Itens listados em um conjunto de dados
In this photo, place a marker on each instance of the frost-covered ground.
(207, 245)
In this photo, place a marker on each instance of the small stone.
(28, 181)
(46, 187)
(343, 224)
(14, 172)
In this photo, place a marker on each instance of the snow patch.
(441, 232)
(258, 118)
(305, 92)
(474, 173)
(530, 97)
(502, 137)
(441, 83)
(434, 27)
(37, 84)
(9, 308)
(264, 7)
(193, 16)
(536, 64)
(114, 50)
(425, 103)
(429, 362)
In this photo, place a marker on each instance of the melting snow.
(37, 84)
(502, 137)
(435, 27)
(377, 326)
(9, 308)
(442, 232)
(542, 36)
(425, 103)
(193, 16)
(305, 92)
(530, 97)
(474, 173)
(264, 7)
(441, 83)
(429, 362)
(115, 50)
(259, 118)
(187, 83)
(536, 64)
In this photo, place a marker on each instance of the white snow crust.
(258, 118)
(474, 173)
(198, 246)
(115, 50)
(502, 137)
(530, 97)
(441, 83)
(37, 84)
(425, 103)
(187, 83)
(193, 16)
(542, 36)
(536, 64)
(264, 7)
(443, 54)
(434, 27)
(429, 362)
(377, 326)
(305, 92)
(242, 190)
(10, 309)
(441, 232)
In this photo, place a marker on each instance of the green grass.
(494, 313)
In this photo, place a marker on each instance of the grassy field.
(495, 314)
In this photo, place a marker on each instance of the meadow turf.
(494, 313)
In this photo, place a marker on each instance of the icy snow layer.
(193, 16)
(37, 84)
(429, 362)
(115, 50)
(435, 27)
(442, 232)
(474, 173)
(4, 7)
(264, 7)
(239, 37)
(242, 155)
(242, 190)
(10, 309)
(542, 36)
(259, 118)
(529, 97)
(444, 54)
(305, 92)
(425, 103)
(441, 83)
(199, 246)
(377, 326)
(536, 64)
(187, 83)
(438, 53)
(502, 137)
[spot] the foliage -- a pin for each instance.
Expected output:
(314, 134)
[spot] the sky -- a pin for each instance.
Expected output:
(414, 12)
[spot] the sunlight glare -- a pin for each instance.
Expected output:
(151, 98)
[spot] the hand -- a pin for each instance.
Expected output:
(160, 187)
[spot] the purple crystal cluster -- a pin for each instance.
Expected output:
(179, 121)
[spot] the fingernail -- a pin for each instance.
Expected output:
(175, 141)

» ENUNCIADO DA TAREFA
Reescreva todos os itens acima, substituindo "photo" por "image" e mantendo todo o resto sem alteração.

» RESULTADO DO EXERCÍCIO
In this image, place a marker on each instance of the frost-covered ground.
(207, 245)
In this image, place a marker on each instance of the small stone.
(28, 181)
(46, 187)
(343, 224)
(14, 172)
In this image, place a marker on each instance of the snow patch.
(441, 232)
(258, 118)
(305, 92)
(474, 173)
(530, 97)
(502, 137)
(441, 83)
(434, 27)
(37, 84)
(9, 308)
(264, 7)
(193, 16)
(536, 64)
(114, 50)
(425, 103)
(429, 362)
In this image, place a marker on each instance of the melting snow.
(37, 84)
(502, 137)
(435, 27)
(377, 326)
(9, 308)
(442, 232)
(542, 36)
(425, 103)
(193, 16)
(305, 92)
(530, 97)
(474, 173)
(264, 7)
(441, 83)
(429, 362)
(115, 50)
(259, 118)
(187, 83)
(536, 64)
In this image, place a marker on each instance of the white snow crust.
(258, 118)
(474, 173)
(198, 246)
(115, 50)
(502, 137)
(530, 97)
(441, 83)
(37, 84)
(425, 103)
(187, 83)
(193, 16)
(542, 36)
(536, 64)
(264, 7)
(443, 54)
(434, 27)
(429, 362)
(377, 326)
(305, 92)
(242, 190)
(10, 309)
(441, 232)
In this image, place a marker on each instance of the green grass.
(494, 313)
In this image, place a marker on each instance of the grassy field.
(495, 314)
In this image, place a marker on each instance of the meadow turf.
(494, 313)
In this image, place a marker on each instance of the icy snow layer.
(193, 16)
(37, 84)
(429, 362)
(115, 50)
(435, 27)
(442, 232)
(474, 173)
(4, 7)
(264, 7)
(239, 37)
(242, 155)
(242, 190)
(10, 309)
(542, 36)
(259, 118)
(529, 97)
(444, 54)
(305, 92)
(425, 103)
(441, 83)
(199, 246)
(377, 326)
(536, 64)
(187, 83)
(438, 53)
(502, 137)
[spot] the foliage -- a pin for each instance.
Expected output:
(314, 134)
[spot] the sky -- a pin for each instance.
Expected output:
(414, 12)
[spot] the sunlight glare -- a pin for each instance.
Expected output:
(151, 98)
[spot] the hand -- a pin for each instance.
Expected output:
(160, 187)
[spot] the purple crystal cluster -- a pin for each instance.
Expected output:
(179, 121)
[spot] the fingernail -- a pin for each instance.
Expected output:
(175, 141)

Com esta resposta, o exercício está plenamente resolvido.